◆ Exercise ◆
Reproduce the line that holds "Query: refrigerator handle" together with all the lines after it up to the end of the entries.

Collection entries:
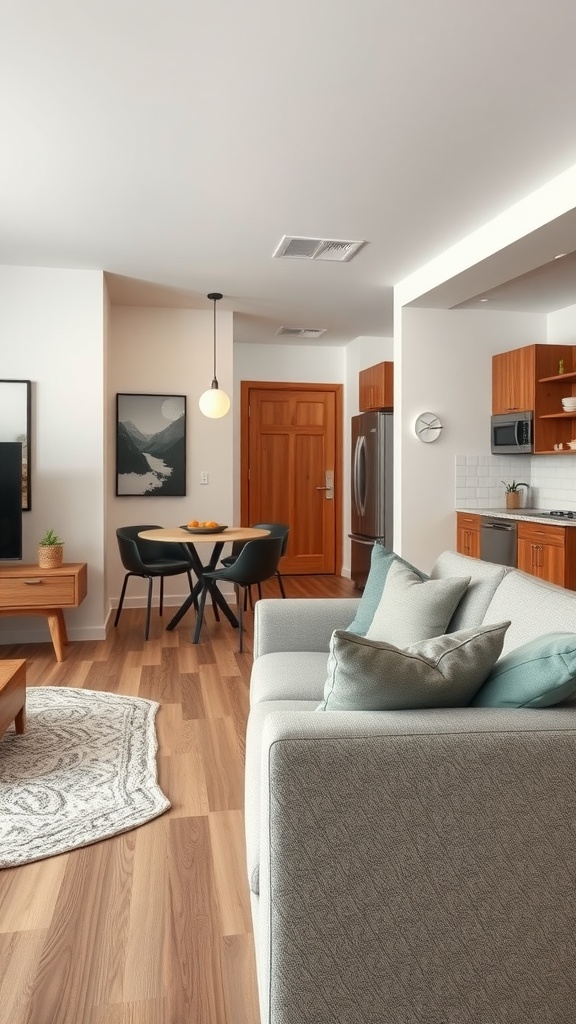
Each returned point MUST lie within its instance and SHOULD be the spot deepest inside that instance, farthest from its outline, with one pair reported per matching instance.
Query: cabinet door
(376, 387)
(513, 380)
(541, 551)
(467, 535)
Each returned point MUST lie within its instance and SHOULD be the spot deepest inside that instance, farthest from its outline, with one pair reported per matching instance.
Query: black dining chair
(275, 529)
(257, 561)
(150, 559)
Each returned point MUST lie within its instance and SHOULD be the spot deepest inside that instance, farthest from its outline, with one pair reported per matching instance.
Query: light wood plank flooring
(152, 927)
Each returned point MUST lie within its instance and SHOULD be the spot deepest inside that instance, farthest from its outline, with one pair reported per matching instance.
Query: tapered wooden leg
(19, 720)
(54, 625)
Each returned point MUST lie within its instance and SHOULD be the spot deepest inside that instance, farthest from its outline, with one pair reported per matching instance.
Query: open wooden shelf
(559, 377)
(558, 416)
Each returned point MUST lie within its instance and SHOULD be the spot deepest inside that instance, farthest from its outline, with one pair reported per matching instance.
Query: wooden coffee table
(12, 695)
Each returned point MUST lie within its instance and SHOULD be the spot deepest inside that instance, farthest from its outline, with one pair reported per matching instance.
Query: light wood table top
(179, 536)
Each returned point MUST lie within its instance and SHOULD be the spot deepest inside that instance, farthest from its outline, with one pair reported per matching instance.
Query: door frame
(337, 390)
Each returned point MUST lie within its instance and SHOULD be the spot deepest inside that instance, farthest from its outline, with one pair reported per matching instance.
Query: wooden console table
(28, 590)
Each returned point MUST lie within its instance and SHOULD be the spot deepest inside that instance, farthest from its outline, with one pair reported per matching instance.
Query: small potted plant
(513, 497)
(50, 551)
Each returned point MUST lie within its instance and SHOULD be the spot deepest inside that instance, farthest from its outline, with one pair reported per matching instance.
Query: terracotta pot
(50, 556)
(513, 500)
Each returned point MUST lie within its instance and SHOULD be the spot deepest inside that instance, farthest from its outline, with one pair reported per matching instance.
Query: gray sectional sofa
(410, 866)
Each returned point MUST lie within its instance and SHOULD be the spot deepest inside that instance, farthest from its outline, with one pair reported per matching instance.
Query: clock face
(427, 427)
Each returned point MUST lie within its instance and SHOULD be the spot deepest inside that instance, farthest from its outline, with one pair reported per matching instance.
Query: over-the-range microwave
(511, 433)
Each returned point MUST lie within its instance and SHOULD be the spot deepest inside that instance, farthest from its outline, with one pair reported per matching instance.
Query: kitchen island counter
(526, 515)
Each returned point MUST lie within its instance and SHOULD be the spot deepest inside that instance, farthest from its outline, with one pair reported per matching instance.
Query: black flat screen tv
(10, 500)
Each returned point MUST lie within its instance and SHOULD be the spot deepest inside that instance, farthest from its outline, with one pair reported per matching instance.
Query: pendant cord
(215, 341)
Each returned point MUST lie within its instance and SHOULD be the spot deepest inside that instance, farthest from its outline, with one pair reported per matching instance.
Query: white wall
(169, 351)
(52, 324)
(443, 365)
(562, 327)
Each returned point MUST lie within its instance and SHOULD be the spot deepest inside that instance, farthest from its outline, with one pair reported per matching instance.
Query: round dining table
(177, 535)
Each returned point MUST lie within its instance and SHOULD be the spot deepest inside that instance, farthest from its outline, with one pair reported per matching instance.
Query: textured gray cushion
(485, 579)
(292, 675)
(380, 561)
(442, 672)
(534, 606)
(411, 609)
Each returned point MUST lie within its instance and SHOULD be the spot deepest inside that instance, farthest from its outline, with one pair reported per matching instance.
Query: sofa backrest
(485, 580)
(533, 605)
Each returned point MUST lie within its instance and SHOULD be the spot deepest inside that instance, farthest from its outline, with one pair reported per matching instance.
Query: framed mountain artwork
(151, 445)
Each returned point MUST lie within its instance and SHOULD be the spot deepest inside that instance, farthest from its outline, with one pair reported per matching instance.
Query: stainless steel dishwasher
(498, 541)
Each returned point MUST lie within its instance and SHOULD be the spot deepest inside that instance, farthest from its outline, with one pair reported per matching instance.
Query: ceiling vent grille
(300, 332)
(335, 250)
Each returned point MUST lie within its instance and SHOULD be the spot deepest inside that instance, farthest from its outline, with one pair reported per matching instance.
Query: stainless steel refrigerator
(371, 479)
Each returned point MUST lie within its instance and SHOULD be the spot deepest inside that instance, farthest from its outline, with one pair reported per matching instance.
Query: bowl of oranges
(203, 526)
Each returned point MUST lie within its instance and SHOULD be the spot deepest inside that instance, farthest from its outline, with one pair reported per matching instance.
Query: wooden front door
(291, 439)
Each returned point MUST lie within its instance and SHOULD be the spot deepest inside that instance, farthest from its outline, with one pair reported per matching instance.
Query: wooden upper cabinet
(513, 380)
(531, 378)
(376, 387)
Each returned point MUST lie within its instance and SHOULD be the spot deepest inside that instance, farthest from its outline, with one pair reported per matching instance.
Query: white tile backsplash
(478, 480)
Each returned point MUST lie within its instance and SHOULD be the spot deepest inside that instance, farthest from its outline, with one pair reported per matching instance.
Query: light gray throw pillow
(442, 672)
(412, 609)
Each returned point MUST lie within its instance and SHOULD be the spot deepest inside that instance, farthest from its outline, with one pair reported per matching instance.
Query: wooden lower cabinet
(547, 552)
(467, 535)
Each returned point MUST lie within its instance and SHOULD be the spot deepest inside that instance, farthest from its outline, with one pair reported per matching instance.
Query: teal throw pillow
(380, 562)
(538, 674)
(442, 672)
(412, 609)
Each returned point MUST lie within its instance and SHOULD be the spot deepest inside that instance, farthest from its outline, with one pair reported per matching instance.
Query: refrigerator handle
(359, 492)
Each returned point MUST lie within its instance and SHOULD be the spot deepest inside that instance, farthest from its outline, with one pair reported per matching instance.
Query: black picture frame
(151, 434)
(15, 423)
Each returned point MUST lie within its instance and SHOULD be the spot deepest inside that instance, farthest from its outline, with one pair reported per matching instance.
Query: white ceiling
(173, 142)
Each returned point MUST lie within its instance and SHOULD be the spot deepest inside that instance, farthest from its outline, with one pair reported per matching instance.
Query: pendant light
(214, 402)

◆ Response area ◆
Query: refrigerator handle
(359, 492)
Each returned point MUST lie within its instance and SHOULD be the spot deepest inside that instance, farthest from its outline, with one pair reported per matching instance.
Query: black picture frame
(151, 434)
(15, 423)
Each returned point MUST lie within its instance and SHOULD be the spot deepest inside that instance, farthest from its outline, with one pair reported per matching instance.
Query: white ceiling
(173, 142)
Each returned point MUST lie within its instance and SHOULD be the spot deepest inside that instance, farthest from its outline, with one pair reported per matching instance.
Query: pendant light
(214, 402)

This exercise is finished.